TASK DETAILS: The answer is every line in the data below that contains the word "bowl".

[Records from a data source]
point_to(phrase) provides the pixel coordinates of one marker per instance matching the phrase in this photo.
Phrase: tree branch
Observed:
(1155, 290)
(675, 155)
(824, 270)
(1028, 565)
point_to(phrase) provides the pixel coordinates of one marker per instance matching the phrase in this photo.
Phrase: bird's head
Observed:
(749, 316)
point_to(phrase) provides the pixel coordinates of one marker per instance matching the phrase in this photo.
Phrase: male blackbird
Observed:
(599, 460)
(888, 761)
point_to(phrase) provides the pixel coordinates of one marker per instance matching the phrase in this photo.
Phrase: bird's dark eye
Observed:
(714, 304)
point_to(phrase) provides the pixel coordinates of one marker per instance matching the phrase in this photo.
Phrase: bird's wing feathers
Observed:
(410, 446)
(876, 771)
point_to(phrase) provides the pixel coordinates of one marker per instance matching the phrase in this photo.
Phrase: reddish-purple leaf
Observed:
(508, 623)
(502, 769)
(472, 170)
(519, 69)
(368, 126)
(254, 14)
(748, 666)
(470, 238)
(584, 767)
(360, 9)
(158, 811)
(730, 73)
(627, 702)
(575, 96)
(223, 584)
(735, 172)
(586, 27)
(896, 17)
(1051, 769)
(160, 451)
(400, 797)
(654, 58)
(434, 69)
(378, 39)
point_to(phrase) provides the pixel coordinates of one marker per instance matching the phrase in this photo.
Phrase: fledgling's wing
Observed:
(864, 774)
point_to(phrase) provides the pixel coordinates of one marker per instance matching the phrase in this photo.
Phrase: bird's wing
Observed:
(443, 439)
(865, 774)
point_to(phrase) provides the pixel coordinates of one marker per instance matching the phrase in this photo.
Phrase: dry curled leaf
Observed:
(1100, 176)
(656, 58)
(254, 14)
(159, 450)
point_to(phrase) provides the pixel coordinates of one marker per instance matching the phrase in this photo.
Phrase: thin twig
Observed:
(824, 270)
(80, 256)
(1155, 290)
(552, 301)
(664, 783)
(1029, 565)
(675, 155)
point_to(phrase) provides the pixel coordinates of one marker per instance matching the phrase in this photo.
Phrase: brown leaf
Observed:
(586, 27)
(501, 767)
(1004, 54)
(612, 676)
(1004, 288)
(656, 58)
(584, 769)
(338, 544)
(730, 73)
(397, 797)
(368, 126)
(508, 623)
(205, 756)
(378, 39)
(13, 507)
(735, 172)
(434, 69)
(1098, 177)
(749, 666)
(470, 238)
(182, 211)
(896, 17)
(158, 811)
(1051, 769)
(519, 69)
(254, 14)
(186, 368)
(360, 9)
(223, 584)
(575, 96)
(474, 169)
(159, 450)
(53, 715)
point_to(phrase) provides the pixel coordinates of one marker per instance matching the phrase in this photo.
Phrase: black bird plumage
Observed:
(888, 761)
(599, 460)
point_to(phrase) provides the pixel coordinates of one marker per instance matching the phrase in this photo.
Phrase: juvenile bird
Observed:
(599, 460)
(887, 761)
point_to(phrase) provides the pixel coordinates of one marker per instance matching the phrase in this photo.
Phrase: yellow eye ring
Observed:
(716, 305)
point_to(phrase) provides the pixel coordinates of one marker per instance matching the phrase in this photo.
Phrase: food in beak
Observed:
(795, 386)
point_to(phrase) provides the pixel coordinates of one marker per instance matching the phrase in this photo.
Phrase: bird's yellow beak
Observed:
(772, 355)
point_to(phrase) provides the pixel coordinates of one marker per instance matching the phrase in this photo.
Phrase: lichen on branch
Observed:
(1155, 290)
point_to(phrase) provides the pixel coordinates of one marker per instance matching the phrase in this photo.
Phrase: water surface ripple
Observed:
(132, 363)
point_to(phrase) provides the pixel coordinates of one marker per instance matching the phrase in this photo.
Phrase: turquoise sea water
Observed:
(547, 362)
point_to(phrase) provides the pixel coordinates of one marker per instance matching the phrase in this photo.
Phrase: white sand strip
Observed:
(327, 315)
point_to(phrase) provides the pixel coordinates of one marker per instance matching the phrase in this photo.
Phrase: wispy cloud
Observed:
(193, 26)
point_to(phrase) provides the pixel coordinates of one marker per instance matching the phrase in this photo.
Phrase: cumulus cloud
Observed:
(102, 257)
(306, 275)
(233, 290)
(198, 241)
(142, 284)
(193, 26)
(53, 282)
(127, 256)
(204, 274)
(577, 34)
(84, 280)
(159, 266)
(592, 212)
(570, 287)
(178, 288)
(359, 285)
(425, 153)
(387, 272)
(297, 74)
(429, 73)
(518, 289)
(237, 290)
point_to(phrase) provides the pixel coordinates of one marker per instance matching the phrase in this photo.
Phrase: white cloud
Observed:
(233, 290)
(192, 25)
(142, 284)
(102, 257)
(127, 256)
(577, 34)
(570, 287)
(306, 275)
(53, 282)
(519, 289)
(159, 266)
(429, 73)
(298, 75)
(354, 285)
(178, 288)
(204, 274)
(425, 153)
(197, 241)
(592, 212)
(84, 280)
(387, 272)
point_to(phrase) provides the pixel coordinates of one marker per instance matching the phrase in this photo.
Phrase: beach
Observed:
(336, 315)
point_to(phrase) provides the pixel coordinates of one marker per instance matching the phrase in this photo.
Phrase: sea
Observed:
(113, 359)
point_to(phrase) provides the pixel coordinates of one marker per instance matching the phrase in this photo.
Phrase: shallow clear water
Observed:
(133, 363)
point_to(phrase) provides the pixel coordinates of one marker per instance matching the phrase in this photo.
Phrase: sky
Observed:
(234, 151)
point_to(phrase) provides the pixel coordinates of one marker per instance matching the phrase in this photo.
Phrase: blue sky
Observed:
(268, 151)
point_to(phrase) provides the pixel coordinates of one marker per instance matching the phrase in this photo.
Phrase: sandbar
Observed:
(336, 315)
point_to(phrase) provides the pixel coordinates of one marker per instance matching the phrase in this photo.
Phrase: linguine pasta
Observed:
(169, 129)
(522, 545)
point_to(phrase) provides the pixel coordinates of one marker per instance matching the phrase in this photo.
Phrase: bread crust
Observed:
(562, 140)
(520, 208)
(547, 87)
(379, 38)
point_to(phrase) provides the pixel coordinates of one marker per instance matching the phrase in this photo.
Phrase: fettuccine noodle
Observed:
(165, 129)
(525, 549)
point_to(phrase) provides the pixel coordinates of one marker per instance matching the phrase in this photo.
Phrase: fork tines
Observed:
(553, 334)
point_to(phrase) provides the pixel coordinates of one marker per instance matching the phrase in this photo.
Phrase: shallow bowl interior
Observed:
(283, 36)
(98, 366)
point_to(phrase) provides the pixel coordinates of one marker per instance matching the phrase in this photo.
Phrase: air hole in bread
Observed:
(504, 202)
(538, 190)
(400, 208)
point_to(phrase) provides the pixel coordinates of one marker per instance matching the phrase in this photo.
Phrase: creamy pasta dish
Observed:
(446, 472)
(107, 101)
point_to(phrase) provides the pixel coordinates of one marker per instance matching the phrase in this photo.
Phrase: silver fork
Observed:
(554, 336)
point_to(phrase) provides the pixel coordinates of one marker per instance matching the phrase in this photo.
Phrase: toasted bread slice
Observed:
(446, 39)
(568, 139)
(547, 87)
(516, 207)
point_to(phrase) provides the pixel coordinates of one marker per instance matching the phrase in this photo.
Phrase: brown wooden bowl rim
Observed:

ANSWER SECTION:
Phrase: shallow bowl interior
Phrase: brown wooden bowl rim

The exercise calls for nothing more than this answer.